Work required: Please update the records, replacing each "undergrowth" with "brush" and leaving everything else untouched.

Records provided:

-- BEGIN --

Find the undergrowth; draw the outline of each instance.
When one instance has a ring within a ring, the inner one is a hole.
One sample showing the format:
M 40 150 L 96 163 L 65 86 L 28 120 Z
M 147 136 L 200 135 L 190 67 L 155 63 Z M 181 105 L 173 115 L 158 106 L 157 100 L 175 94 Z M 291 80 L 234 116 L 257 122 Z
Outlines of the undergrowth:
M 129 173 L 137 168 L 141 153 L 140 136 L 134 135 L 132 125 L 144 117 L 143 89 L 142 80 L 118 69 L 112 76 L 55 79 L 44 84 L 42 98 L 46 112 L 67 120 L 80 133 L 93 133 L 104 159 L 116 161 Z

-- END --

Output for this exercise:
Find the brush; draw the outline of each instance.
When one instance has a ring within a ring, the inner one is a hole.
One sample showing the format:
M 40 150 L 96 163 L 65 86 L 28 120 Z
M 147 136 L 200 135 L 190 67 L 155 63 Z M 181 105 L 173 115 L 158 106 L 157 100 L 175 94 Z M 291 80 L 234 116 L 257 122 Z
Outlines of the brush:
M 129 173 L 137 168 L 141 153 L 140 136 L 134 135 L 132 125 L 144 117 L 143 89 L 142 80 L 118 69 L 112 76 L 55 79 L 44 84 L 42 98 L 46 112 L 67 120 L 80 133 L 93 133 L 104 159 L 116 161 Z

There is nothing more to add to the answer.